===== Document extract
Most critically, it continues to be the largest shareholder in iron ore miner Fortescue, which has made the Forrests two of Australia’s wealthiest individuals.
They have spent billions of dollars buying and building the Tattarang businesses, which collectively employ nearly 5,000 people.
Chief executive John Hartman, who also leads the Forrests’ philanthropic arm, Minderoo Foundation, says the group is not slowing down.
“We are investing and growing every year,” he said.
“We have invested more in the past two years than ever before in the history of Tattarang.”
Mr Hartman says Tattarang has evolved in a way that is very different from the typical family office, which tends to focus on passive investments.
“Tattarang is not a conglomerate, it’s not a private equity group,” he said.
“It’s a family-owned investment group with diversified operating businesses and that is quite unique.”
The group has experienced enormous growth in recent years.
Its biggest move was the $4.2 billion purchase of east coast wind farm developer CWP Renewables, which is now part of its Squadron Energy business.
“That was a big shift for Tattarang from being a very West Australiancentric business,” Mr Hartman said.
The CWP deal has spurred a lot more investment in wind farms – Squadron’s latest annual report shows it spent $568 million on property, plant and equipment.
Tattarang has also been spending big in its agribusiness arm Harvest Road Group, including a $100 million investment in WA’s largest cattle feedlot near New Norcia.
At the same time, the group has had some large setbacks, notably an ill-timed $1 billion foray into nickel in Canada and Australia.
Its property arm Fiveight has also faced challenges, with some of its major developments such as Exmouth Lighthouse struggling to gain approvals and proceed to construction.
Mr Hartman said that was the nature of Tattarang’s business.



“The nature of having a diversified portfolio is there will always be some really positive things happening in some parts of the portfolio balanced by challenges in others,” he said.
“That is why any responsible investor should diversify well.”
He describes the diversity as “one of the fun parts of my job”.
“Every day there is something exciting happening and something challenging happening at the same time,” he said.
“It balances you out, never to get ahead of yourself.”
New insights
Mr Hartman has shared new data on Tattarang’s operations to highlight some of its notable successes.
Footwear and clothing company RM Williams, for instance, has achieved rapid growth since it was bought in 2020.
Annual sales have grown by 80 per cent since the purchase and totalled $273 million in FY24.
It has taken on 350 extra staff and employs more than 1,200 people in its manufacturing operations in South Australia and retail stores around the country.
Similarly, he said, the Akubra business was flying along after one year of ownership, with sales up 21 per cent.
==========
===== Dataset extract
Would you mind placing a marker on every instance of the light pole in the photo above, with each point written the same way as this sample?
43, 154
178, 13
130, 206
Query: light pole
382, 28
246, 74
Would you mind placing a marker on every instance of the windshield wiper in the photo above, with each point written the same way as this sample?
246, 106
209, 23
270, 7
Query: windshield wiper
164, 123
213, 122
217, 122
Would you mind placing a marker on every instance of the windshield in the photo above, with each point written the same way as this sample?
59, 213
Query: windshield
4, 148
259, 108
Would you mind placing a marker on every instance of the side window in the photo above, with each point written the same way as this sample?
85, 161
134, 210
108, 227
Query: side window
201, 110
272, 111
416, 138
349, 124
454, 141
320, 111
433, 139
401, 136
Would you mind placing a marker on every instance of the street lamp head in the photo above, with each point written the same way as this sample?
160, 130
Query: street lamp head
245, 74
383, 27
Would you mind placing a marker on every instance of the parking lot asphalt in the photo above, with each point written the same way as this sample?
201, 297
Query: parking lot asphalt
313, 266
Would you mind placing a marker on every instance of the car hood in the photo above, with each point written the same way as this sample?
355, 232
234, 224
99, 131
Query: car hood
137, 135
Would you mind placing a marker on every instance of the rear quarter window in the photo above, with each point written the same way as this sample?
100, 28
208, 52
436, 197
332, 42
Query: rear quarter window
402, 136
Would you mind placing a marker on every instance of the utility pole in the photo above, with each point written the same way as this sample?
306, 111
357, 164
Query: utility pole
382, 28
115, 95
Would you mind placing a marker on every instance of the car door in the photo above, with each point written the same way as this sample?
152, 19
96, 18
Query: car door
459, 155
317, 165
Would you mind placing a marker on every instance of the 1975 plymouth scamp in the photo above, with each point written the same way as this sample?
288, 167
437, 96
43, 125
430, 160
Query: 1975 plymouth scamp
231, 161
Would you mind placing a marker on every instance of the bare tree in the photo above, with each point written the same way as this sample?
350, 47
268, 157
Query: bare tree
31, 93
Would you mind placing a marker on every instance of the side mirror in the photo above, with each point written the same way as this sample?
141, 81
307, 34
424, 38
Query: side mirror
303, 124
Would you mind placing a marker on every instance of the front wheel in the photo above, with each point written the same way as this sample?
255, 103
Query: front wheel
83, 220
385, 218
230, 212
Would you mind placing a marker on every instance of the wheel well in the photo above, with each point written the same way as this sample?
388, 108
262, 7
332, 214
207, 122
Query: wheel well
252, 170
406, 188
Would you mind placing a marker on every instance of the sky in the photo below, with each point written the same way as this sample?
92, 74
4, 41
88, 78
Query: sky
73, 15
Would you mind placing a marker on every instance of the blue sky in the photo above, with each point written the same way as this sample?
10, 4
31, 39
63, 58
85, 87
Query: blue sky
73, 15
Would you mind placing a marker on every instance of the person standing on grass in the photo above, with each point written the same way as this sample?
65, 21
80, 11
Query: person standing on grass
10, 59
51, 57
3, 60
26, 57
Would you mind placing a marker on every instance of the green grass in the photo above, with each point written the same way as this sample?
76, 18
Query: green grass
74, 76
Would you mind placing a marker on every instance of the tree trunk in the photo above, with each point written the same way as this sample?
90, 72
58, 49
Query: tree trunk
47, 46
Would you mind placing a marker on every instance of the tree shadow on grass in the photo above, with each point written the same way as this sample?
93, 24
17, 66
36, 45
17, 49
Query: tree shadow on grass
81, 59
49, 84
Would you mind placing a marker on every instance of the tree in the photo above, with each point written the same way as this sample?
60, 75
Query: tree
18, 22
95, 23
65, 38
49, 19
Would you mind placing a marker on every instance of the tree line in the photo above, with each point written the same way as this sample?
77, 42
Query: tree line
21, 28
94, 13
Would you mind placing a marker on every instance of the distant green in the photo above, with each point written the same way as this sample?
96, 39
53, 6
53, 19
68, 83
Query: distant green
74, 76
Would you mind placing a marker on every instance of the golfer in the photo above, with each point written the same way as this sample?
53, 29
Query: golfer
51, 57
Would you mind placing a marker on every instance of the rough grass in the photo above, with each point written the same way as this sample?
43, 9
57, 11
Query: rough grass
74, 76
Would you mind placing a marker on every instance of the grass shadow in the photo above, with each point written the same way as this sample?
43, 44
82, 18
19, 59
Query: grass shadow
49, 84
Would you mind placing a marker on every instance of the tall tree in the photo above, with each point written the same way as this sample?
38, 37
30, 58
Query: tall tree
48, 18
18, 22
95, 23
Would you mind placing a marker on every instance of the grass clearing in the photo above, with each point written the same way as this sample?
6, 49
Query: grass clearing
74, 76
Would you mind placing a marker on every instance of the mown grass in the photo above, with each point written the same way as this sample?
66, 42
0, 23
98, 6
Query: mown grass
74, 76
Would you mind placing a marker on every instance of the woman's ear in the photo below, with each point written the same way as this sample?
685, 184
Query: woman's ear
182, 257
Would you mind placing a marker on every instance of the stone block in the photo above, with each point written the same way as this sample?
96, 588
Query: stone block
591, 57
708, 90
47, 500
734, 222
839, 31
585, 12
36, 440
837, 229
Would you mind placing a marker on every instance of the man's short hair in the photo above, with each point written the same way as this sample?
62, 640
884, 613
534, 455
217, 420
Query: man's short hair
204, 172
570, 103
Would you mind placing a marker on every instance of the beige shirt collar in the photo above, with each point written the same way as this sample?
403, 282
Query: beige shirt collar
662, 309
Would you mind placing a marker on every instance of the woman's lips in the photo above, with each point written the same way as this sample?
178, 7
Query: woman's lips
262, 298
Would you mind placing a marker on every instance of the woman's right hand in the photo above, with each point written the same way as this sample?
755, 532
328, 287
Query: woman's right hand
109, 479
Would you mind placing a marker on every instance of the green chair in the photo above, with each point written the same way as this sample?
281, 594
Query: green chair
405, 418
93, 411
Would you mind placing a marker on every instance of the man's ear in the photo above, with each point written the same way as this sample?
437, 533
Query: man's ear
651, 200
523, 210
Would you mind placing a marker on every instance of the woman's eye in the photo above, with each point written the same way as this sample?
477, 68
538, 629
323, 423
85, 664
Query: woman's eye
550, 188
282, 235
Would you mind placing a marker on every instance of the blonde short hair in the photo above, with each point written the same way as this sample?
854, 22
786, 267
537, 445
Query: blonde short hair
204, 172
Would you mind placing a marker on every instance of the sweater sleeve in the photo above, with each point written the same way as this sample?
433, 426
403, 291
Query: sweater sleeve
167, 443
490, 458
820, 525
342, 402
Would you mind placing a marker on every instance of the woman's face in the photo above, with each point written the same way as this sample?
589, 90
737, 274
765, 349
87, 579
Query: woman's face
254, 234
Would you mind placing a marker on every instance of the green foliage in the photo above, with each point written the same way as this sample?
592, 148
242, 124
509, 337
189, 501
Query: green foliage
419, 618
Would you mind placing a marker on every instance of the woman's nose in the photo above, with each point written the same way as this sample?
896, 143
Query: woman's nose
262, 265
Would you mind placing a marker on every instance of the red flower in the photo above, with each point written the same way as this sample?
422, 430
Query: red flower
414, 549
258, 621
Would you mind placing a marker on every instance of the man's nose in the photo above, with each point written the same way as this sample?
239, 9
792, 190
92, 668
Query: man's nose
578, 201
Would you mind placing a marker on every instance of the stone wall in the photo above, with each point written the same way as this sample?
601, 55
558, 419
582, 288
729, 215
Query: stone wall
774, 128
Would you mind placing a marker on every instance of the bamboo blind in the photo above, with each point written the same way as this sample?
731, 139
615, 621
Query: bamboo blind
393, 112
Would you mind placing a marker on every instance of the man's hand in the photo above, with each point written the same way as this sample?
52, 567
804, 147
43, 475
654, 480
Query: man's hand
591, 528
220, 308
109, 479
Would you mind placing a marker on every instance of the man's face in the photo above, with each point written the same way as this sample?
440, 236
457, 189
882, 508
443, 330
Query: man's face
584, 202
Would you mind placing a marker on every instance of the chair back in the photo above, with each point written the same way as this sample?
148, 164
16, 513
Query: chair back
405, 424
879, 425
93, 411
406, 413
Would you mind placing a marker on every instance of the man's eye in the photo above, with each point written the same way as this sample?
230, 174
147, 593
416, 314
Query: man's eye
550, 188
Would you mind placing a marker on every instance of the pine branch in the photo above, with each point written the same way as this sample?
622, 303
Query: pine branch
==========
● Directives
a - Extract every line of the rows that contains the string "parking".
b - Carry the article on Tattarang forward, starting after its last sentence.
The article and the rows have no connection to each other.

● Response list
a -
Would you mind placing a marker on every instance of the parking lot asphalt in the photo above, with each point written the same way as this sample?
Query: parking lot asphalt

b -
Like at RM Williams, the group has been investing in local manufacturing at Akubra’s workshop in Kempsey.
These investments fit with Tattarang’s philosophy of ‘capital for good’. “What we do isn’t just about returns,” Mr Hartman said. “It’s about getting the right balance.
“We want returns, but we want to do great things for society as well, whether that is the energy transition or trying to have industry-leading animal welfare standards.”
Mr Hartman expects this approach to pay off.
“There is now a lot of evidence which shows that ultimately over the very long-term, that If you invest in businesses that are doing the right thing, they end up being betterreturning investments.”
Along the way, he said Tattarang had made some very profitable exits.
“People ask me all the time: does Tattarang ever sell things?”
The short answer is yes.
It sold a stake in ASX company Ridley Corporation for $46 million, reaping a $30 million profit.
It also sold out of Huon Aquaculture, for proceeds of $29 million and a $9 million profit.
Another success was its investment in the Roe Highway Logistics Park, developed by Hesperia.
Charter Hall bought out early investors in the project, led by Tattarang’s property arm, Fiveight, in a deal worth about $300 million.
The group is sitting on big paper profits from some of its other equity investments, such as its 19 per cent stake in shipbuilding company Austal, but Mr Hartman emphasised he was not chasing short-term trading profits.
“Ultimately, we are not traders in shares, we are investors in businesses for the long-term,” he said.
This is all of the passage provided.